Count how many lines in the data below contain the string "pole", treating uppercase and lowercase as different, and reply with only that number.

▶ RECORD EXTRACTS
================

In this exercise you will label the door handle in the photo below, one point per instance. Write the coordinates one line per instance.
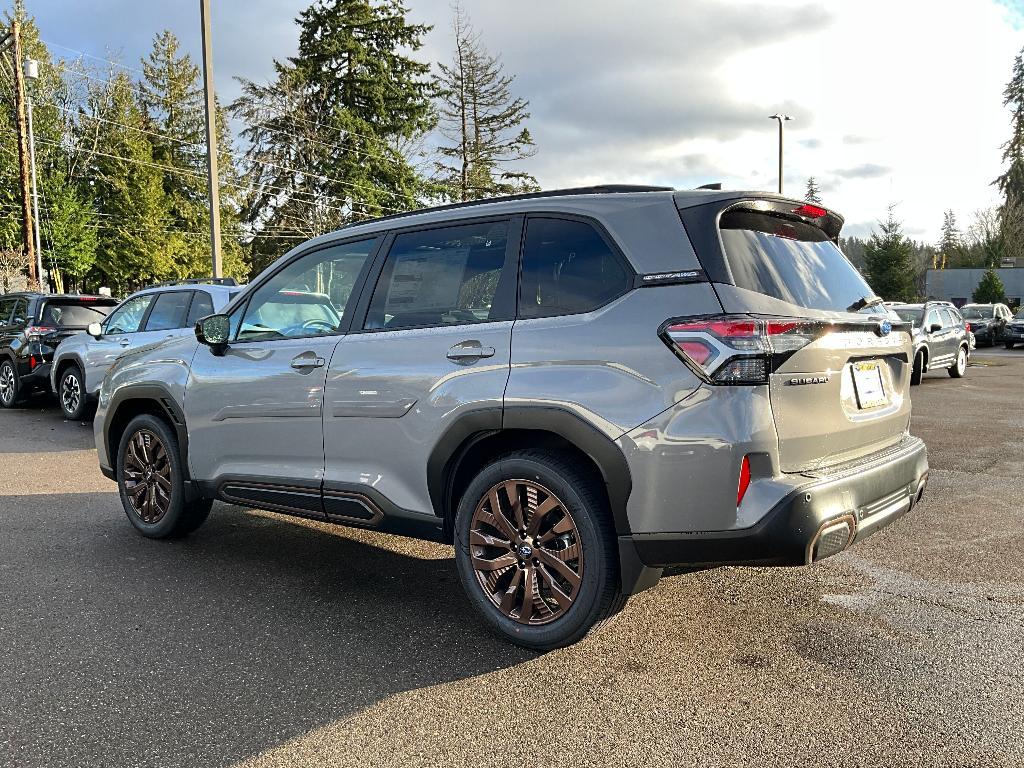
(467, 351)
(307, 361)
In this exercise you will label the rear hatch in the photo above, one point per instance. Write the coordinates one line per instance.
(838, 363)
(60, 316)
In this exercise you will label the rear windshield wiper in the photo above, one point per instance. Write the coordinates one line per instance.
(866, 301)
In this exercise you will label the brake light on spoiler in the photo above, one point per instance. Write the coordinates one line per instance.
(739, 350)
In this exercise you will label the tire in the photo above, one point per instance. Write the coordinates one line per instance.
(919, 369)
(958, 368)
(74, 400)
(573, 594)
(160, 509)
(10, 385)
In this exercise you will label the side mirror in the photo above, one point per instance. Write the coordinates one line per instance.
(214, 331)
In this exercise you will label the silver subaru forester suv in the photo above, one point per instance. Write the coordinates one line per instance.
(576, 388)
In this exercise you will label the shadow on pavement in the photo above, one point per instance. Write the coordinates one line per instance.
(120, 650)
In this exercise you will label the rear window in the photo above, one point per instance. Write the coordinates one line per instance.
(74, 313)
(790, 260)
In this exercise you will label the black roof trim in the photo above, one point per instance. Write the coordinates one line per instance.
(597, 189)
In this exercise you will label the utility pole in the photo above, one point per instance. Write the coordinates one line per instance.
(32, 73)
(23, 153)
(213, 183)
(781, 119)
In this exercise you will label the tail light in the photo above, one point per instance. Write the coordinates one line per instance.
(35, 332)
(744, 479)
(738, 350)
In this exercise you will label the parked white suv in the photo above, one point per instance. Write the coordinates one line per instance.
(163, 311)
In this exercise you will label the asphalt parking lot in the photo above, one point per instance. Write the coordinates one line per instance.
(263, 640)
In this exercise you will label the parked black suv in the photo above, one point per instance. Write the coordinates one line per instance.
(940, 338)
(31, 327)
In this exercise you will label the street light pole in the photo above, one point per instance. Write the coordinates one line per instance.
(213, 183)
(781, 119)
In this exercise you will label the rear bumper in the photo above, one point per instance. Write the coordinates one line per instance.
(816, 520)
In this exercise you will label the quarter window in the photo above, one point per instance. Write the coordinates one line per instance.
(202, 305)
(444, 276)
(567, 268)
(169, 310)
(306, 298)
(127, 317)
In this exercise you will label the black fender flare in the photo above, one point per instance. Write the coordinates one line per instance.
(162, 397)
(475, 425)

================

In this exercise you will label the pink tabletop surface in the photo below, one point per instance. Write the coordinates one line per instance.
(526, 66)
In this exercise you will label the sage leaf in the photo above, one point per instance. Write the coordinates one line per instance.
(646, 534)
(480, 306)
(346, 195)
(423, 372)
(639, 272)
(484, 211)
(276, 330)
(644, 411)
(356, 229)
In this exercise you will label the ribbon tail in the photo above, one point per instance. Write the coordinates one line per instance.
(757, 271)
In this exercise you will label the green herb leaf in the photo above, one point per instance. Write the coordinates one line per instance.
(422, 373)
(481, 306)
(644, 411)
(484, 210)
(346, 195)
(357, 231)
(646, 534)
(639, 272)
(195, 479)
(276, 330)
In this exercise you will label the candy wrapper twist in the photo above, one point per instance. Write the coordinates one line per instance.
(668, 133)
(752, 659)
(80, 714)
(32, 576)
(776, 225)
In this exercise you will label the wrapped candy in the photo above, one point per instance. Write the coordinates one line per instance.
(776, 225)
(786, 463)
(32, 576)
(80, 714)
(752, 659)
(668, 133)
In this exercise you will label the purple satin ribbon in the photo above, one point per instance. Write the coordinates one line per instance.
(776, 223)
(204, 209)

================

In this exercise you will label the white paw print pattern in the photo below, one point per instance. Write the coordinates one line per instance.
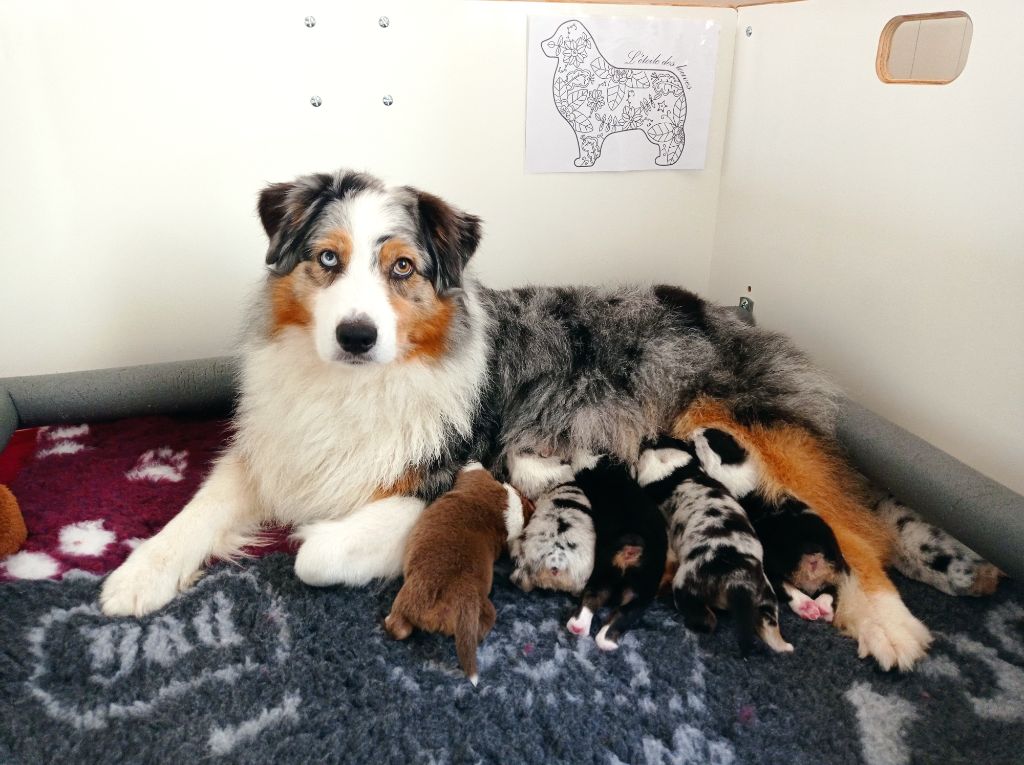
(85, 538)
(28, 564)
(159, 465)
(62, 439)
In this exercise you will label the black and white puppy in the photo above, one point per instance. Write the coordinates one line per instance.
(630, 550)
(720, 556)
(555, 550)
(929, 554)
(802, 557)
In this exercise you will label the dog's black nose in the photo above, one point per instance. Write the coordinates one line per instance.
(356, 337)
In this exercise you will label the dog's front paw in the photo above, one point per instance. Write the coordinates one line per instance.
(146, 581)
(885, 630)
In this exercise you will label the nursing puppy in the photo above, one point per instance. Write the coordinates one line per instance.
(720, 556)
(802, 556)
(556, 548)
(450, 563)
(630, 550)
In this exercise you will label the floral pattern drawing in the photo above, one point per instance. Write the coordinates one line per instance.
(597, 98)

================

▶ RESPONSE
2